● **TASK DETAILS**
Arrange every line of the rows below as a Markdown table with the columns "Line No." and "Line Text," numbering each line and dropping blank lines. Skip the picture lines.

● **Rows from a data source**

============

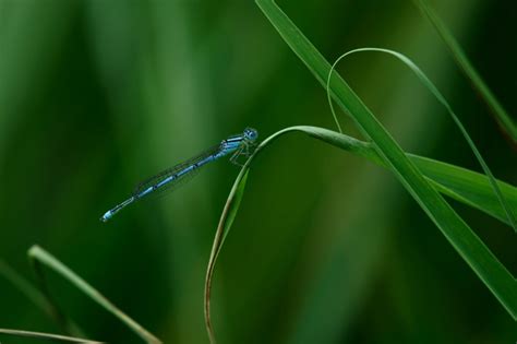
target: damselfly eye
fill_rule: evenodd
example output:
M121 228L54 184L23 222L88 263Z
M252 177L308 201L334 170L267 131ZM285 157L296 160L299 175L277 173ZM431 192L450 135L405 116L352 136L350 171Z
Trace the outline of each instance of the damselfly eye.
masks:
M258 138L258 132L253 128L247 128L244 130L244 137L248 140L255 141Z

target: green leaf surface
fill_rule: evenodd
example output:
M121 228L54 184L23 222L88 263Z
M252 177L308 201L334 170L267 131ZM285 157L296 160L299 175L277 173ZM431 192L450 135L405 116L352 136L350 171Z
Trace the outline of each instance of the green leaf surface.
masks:
M256 0L256 3L317 81L325 85L330 64L320 51L274 1ZM425 179L420 169L406 156L381 122L340 76L332 78L329 91L334 100L353 119L361 133L372 141L376 153L386 162L397 179L441 229L449 244L512 317L517 319L517 282L514 276Z
M39 278L40 286L44 290L44 294L47 296L51 304L55 304L50 298L50 294L48 293L45 276L43 274L41 265L46 265L50 268L56 273L61 275L64 280L68 280L72 285L74 285L77 289L86 294L89 298L99 304L103 308L105 308L108 312L113 315L120 321L122 321L125 325L128 325L131 330L133 330L142 340L147 343L158 344L161 343L156 336L154 336L151 332L145 330L141 324L136 321L131 319L124 312L122 312L117 306L115 306L111 301L109 301L104 295L101 295L97 289L91 286L86 281L84 281L81 276L74 273L70 268L64 265L49 252L40 248L39 246L33 246L28 250L28 258L33 262L34 269L36 271L36 275ZM55 305L56 309L58 310L57 306Z
M241 204L250 166L256 156L269 144L272 144L281 135L292 132L308 134L311 138L321 140L340 150L365 157L377 165L389 168L388 165L385 164L378 156L371 143L363 142L349 135L324 128L310 126L289 127L272 134L261 142L237 177L233 187L231 188L230 194L228 195L219 225L216 230L205 280L205 321L211 343L216 342L214 328L211 320L211 290L214 269L225 238L231 229L231 225L233 224L235 217ZM501 207L501 204L497 202L486 176L458 166L436 162L417 155L408 154L408 158L422 170L425 178L430 180L432 185L435 186L436 189L442 193L447 194L468 205L478 207L494 217L501 217L502 221L506 220L504 216L504 211ZM504 197L509 201L512 206L517 209L517 188L502 181L497 181L497 183L504 193Z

============

● **WRITTEN ANSWER**
| Line No. | Line Text |
|---|---|
| 1 | target: damselfly eye |
| 2 | fill_rule: evenodd |
| 3 | example output: |
| 4 | M121 228L54 184L23 222L88 263Z |
| 5 | M252 177L308 201L334 170L267 131ZM285 157L296 160L299 175L277 173ZM431 192L450 135L405 116L352 136L350 171Z |
| 6 | Trace the outline of each instance of the damselfly eye. |
| 7 | masks: |
| 8 | M258 138L258 132L253 128L247 128L244 130L244 137L248 140L255 141Z |
| 9 | target: green leaf surface |
| 10 | fill_rule: evenodd |
| 11 | example output: |
| 12 | M121 228L54 184L23 222L88 263Z |
| 13 | M252 177L308 201L334 170L267 131ZM285 157L296 160L299 175L277 173ZM431 192L450 135L405 116L352 136L350 171Z |
| 14 | Trace the outline of each instance of the green leaf surface. |
| 15 | masks: |
| 16 | M256 0L256 3L317 81L325 85L330 64L320 51L274 1ZM425 179L420 169L406 156L381 122L340 76L332 78L329 91L334 100L353 119L361 133L372 141L376 153L386 162L397 179L441 229L449 244L512 317L517 319L517 282L514 276Z |
| 17 | M39 278L40 286L44 290L44 294L47 296L51 304L55 304L50 298L50 294L48 293L45 276L43 274L41 265L46 265L50 268L56 273L61 275L64 280L68 280L72 285L74 285L77 289L86 294L89 298L99 304L103 308L105 308L108 312L113 315L120 321L122 321L125 325L128 325L131 330L133 330L142 340L147 343L158 344L161 343L156 336L154 336L151 332L145 330L141 324L136 321L131 319L124 312L122 312L117 306L115 306L111 301L109 301L104 295L101 295L97 289L91 286L86 281L84 281L81 276L74 273L70 268L64 265L49 252L40 248L39 246L33 246L28 250L28 258L33 262L34 269L36 271L36 275ZM55 305L56 309L58 310L57 306Z |
| 18 | M241 204L250 166L256 156L269 144L272 144L281 135L292 132L308 134L311 138L321 140L340 150L365 157L377 165L389 168L388 165L385 164L378 156L371 143L363 142L349 135L324 128L310 126L289 127L272 134L261 142L237 177L233 187L231 188L230 194L228 195L219 225L216 230L205 280L205 321L211 343L216 342L214 328L211 320L211 290L214 269L225 238L231 229L231 225L233 224L235 217ZM501 207L501 204L497 202L486 176L458 166L436 162L417 155L408 154L408 158L422 170L425 178L430 180L432 185L435 186L436 189L442 193L447 194L468 205L478 207L494 217L501 217L502 221L506 220L504 216L504 211ZM504 197L509 201L512 206L517 209L517 188L502 181L497 181L497 183L504 193Z |